Short task: Transcribe the listing word for word, starting with its first line and going on through the line that contains "310 202 L 314", with both of those lines included.

Extracted listing:
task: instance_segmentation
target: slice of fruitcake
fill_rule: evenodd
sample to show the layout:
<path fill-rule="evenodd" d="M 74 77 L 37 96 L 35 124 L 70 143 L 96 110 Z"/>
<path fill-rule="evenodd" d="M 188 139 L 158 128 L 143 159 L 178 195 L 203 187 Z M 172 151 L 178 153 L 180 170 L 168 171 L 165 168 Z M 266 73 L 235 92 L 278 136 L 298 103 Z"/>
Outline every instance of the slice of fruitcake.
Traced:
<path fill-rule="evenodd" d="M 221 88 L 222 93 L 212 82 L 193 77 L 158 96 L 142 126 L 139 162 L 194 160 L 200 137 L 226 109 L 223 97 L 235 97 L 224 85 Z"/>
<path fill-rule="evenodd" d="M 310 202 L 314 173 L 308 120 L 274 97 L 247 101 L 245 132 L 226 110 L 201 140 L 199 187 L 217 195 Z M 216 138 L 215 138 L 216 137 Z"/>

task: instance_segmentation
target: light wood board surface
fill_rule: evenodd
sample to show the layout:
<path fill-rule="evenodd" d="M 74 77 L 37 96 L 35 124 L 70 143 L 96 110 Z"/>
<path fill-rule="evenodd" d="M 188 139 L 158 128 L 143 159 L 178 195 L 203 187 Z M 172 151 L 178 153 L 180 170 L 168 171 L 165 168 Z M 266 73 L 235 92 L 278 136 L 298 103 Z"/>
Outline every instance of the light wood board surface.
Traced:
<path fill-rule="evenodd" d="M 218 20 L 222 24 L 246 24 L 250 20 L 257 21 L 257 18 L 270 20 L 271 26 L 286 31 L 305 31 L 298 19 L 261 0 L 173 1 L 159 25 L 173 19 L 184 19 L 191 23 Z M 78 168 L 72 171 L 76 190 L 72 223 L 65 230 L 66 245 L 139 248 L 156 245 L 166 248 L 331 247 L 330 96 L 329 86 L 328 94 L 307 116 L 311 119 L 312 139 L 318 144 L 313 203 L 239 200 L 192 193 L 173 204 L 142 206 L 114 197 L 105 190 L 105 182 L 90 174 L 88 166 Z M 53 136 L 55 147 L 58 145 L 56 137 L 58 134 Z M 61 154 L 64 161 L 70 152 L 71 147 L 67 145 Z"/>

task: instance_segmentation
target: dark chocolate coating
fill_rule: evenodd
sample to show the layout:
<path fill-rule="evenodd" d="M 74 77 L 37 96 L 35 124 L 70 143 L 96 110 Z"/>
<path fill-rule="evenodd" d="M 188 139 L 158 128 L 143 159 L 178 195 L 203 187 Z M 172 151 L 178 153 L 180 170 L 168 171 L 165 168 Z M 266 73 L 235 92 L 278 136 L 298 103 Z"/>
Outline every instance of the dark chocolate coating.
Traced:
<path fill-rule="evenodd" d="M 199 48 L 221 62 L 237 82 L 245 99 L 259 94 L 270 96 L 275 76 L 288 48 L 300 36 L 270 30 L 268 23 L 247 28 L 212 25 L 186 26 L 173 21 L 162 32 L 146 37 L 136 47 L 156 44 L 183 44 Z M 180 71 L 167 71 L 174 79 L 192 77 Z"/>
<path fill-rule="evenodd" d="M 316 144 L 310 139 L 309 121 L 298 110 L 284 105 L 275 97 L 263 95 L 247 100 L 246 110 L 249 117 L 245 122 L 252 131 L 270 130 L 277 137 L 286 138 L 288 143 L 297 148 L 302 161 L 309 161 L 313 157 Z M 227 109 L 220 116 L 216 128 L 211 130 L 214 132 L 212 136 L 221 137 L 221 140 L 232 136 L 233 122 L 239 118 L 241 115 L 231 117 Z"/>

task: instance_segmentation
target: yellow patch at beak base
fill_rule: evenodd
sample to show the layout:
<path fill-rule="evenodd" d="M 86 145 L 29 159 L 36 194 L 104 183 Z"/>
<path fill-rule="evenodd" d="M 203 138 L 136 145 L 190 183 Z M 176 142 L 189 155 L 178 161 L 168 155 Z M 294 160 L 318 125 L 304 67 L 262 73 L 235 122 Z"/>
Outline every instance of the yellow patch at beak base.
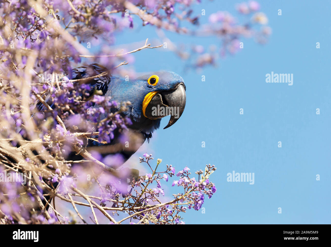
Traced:
<path fill-rule="evenodd" d="M 145 98 L 144 99 L 144 101 L 143 101 L 143 114 L 144 116 L 146 118 L 147 118 L 147 117 L 146 117 L 146 115 L 145 115 L 145 112 L 146 111 L 146 108 L 147 107 L 147 106 L 148 105 L 148 104 L 149 104 L 149 102 L 151 102 L 151 100 L 152 100 L 152 98 L 154 97 L 154 95 L 158 92 L 157 91 L 155 91 L 154 92 L 151 92 L 148 93 L 146 95 L 146 96 L 145 96 Z"/>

The reply:
task: instance_segmentation
target: slice of fruitcake
fill_rule: evenodd
sample to show the layout:
<path fill-rule="evenodd" d="M 74 77 L 37 96 L 35 124 L 70 143 L 96 110 Z"/>
<path fill-rule="evenodd" d="M 188 139 L 158 128 L 143 159 L 178 195 L 203 187 Z M 172 151 L 178 153 L 180 170 L 168 171 L 165 168 Z M 266 73 L 235 92 L 278 136 L 298 103 Z"/>
Outline every instance of the slice of fruitcake.
Traced:
<path fill-rule="evenodd" d="M 221 88 L 222 93 L 212 82 L 193 77 L 158 96 L 142 126 L 139 162 L 194 160 L 200 137 L 226 109 L 223 97 L 235 97 L 224 85 Z"/>
<path fill-rule="evenodd" d="M 310 202 L 314 173 L 308 120 L 274 97 L 247 101 L 245 132 L 226 110 L 201 140 L 199 187 L 217 195 Z M 216 138 L 215 138 L 216 137 Z"/>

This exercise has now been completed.